Exercise aim: Quote everything in the David Wellstone profile below from "So imagine being" down to "progressive political power.", word for word.

Text block:
####
Anyone who inherits a successful family business knows it’s tough to live up to, or stand out from, beloved parents or grandparents.
So imagine being David Wellstone. He’s a businessman who wants to help people, but he is not allergic to making a profit. People can’t resist comparisons to his near-sainted parents, the late Sen. Paul Wellstone and Sheila Wellstone, who were tragically killed in a plane crash two weeks before the 2002 election at the height of their progressive political power.
David Wellstone rejected his father’s advice to become a teacher and instead went into business, farming and selling real estate. His father eventually told him he “was probably gonna have more money than the rest of us,” he recalled.
“The legacy I want to leave is not just a great guy, but a good businessperson,” Wellstone, who is now 60, told me recently.
Since 2002, he at times acted as an advocate for one of his father’s signature legislative ideas — extending insurance benefits to patients with mental health problems. Last fall, he began to restore an old green bus his father used to campaign around the state in the 1990s — with an eye toward using it for his current business.
Over the last seven years, Wellstone built Pathfinder Solutions that created a technology platform for people in recovery and the clinics and practitioners who serve them. Recently, Pathfinder opened a physical office called Pathfinder Care in Ramsey, a fast-growing northern exurb of the Twin Cities with unmet demand for addiction recovery and other mental health services.
He’s raised more than $12 million from investors who he said understand the business produces outcomes besides those measured in dollars.
“We haven’t had people trying to force me to make certain returns, which often ends up badly,” Wellstone said. “I tell them, ‘You are going to impact lives and make money. We’re not going to make a bunch of money and hope to impact lives.’ That’s why we’re successful, because it’s just a touch different.”
####
Dataset entries:
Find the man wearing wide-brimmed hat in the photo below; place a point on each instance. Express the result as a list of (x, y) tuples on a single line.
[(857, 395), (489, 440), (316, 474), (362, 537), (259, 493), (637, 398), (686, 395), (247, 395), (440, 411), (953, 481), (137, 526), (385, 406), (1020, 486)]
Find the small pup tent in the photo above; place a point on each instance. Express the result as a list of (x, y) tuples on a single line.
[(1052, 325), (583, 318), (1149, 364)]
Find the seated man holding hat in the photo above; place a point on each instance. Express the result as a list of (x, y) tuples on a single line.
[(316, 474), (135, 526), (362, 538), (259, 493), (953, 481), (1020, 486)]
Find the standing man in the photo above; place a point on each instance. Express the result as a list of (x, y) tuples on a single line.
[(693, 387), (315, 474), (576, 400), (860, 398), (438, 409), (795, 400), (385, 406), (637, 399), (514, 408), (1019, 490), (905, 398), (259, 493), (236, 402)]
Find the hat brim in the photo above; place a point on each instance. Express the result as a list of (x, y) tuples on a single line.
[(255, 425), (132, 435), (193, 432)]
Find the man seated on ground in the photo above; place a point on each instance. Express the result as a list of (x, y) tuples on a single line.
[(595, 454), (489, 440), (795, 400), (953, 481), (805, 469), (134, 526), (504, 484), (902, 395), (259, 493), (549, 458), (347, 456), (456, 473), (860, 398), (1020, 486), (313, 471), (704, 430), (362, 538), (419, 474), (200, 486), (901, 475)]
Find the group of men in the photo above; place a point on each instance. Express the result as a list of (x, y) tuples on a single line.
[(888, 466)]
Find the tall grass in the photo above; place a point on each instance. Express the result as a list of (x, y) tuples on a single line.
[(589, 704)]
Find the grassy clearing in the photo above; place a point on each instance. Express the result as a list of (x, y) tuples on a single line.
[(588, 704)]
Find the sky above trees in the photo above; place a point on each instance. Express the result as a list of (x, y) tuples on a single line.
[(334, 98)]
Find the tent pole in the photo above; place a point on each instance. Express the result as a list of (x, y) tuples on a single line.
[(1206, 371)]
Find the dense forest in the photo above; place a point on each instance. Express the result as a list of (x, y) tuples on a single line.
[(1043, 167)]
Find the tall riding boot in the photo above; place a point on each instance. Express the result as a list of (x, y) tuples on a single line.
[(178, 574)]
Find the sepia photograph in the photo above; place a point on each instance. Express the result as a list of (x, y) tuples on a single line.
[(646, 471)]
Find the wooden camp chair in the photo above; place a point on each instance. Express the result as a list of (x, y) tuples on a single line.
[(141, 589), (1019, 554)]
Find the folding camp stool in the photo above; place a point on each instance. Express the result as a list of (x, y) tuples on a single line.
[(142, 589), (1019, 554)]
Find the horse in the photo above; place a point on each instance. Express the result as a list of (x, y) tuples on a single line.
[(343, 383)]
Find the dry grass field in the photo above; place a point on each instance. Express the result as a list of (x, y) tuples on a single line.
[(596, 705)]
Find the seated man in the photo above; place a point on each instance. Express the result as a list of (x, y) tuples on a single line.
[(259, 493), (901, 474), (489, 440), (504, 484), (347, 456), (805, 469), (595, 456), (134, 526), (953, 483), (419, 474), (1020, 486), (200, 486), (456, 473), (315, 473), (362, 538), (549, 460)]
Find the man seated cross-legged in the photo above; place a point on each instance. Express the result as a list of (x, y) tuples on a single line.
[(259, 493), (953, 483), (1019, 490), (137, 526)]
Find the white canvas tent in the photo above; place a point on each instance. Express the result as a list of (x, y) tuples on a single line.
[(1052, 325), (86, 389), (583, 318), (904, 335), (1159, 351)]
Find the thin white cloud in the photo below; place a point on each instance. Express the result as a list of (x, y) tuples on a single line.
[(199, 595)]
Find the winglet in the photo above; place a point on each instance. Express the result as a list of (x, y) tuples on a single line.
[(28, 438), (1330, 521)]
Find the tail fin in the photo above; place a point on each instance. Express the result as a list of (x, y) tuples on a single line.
####
Result below:
So imagine being David Wellstone. He’s a businessman who wants to help people, but he is not allergic to making a profit. People can’t resist comparisons to his near-sainted parents, the late Sen. Paul Wellstone and Sheila Wellstone, who were tragically killed in a plane crash two weeks before the 2002 election at the height of their progressive political power.